### Estratto del testo
....

Il regista di matrimoni

“Io cerco una Principessa, non l’ho mai vista ma so che esiste: è prigioniera qui?”.
Così Franco Elica (Sergio Castellitto), regista di matrimoni protagonista del film, si rivolge ai cani a guardia del palazzo in cui vive Bona Gravina (Donatella Finocchiaro), figlia del Principe di Palagonia.
L’improbabile scena si svolge in una stanza totalmente vuota, con al centro Elica, circondato da cani: è evidente già dall’ambiente, dalle parole, dai nomi dei personaggi che ci troviamo in un ambito tutt’altro che realistico e in pieno sogno.

Anche semplici immagini, come quella dei pesci rossi nell’acquasantiera della chiesa, o dei ragazzi che saltano improvvisamente per strada dentro balle di iuta, hanno senso solo all’interno di una logica “altra” rispetto a quella diurna: la logica notturna, onirica che tutto rende possibile e che concilia contraddizioni di ogni sorta.

....

### Estratti del dataset sul puntamento di oggetti

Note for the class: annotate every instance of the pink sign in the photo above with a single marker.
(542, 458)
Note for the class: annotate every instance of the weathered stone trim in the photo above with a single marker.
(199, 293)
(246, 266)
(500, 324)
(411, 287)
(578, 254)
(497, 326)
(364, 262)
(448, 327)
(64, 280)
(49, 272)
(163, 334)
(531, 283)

....

### Consegne
1. Ricopia senza modifiche la parte delle voci che si apre con la riga contenente "Note for the class: annotate every instance of the weathered" e arriva fino all'ultima voce, includendo entrambe le estremità.
2. Prosegui il brano sul film Il regista di matrimoni a partire dalla sua ultima frase.

### Esiti delle consegne
1.
Note for the class: annotate every instance of the weathered stone trim in the photo above with a single marker.
(199, 293)
(246, 266)
(500, 324)
(411, 287)
(578, 254)
(497, 326)
(364, 262)
(448, 327)
(64, 280)
(49, 272)
(163, 334)
(531, 283)

2.
E’ in virtù di questa logica che ne Il regista di matrimoni si assiste ad una serie infinita di azioni apparentemente inconsulte da parte dei vari personaggi: Bona, dopo essersi recata nello studio di Elica, si rifugia, di colpo, sotto la sua scrivania; un carabiniere, dai toni kafkiani, risponde ad Elica, che gli chiede se è indagato, “ indagato, testimone, niente…”; il personaggio di Smamma (Gianni Cavina) compare per la prima volta, mentre fuma, camminando dentro l’acqua, proprio come un fantasma, e così via…

Anche la Sicilia in cui si svolge l’avventura di Elica ha in sé qualcosa di misterioso, di arcaico, di mitologico: lo stesso Bellocchio ha affermato che, pur essendo pieno di esterni, di mare, di cielo, di paesaggi sconfinati, di totali, il film è stato, in realtà, girato come in interno, dall’interno, dal buio verso la luce.
Proprio come fa il sogno che, da dentro, spinge per emergere, per farsi spazio, per rivelarsi. Il regista di matrimoni, come tutti i sogni che si rispettano, concentra e disperde, allo stesso tempo, i desideri e le paure del sognatore.
Elica, alter-ego di Bellocchio, vede i suoi peggiori incubi incarnati in Orazio Smamma, non a caso regista di un significativo “La madre di Giuda”: Smamma, tra l’altro, grida in faccia al collega che il mondo dell’oratorio non c’è più, così come non c’è più una Lucia Mondella.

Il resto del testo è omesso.